▶ _Work required_
Please continue the piece on Colin Renfrew and early markets below, starting right after its final sentence.

Colin Renfrew and Early Markets
Richard Hodges, American University in Rome, Italy
As a teenager Colin Renfrew excavated at Canterbury, learning his craft as an archaeologist in an urban context. During the 1970s this experience prompted him to serve on public committees for urban archaeology. It was the conjunction of this service and his interest in the writings of the economist, Karl Polanyi, which led him to invite me to contribute to his Duckworth series. He made it clear that this book on medieval urban origins should be for ‘an audience in Arizona’. Influenced by Renfrew’s articles on Cycladic exchange networks, and his use of the New Archaeology to trace tribe to state formation in the archaeological record, I reappraised the genesis of medieval markets in my book Dark Age Economics (1982). By employing a combination of a processual approach with modern salvage archaeology data, and using these to challenge the canonical Pirenne thesis, the book attracted critiques by first historians and then archaeologists. These many critiques have led to major reappraisals of Polanyi’s work as well as the Pirenne thesis. Now, over forty years later, there is wide recognition among medieval historians that gift-exchange and redistribution were fundamental institutional features of the early Middle Ages, before markets emerged in western Europe after the ninth century.

▶ _Data below_
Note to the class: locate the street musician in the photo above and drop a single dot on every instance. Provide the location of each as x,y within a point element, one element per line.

▶ _Solved exercise_
Colin Renfrew the Evolutionary Archaeologist
Ezra Zubrow, University at Buffalo, USA
Patrick Daly, Washington University USA
Michael Frachetti, Washington University USA
In a series of articles and book chapters Colin Renfrew presented to archaeologists a model by which gradual change could produce catastrophes and then periods of stability. He applied it to various cultures and time periods. Over the next several decades it became a standard method for interpreting cultural development and redevelopment around the world. This paper takes a deep dive into understanding the mechanics of this model that came to be called cultural catastrophism. Societal resilience is a critical component to catastrophe recovery. In particular we examine the role of resilience in coping with major cultural shocks such as war, economic innovation, and political coups and natural shocks such as floods, earthquakes, and volcanoes. Areas of interest include prehistoric environmental degradation, reduction of standards of living, disruption of production and manufacturing supply chains, population displacement, increased political instability and heightened potential for armed conflicts. Geographically we focus upon the prehistoric Asia Pacific Region.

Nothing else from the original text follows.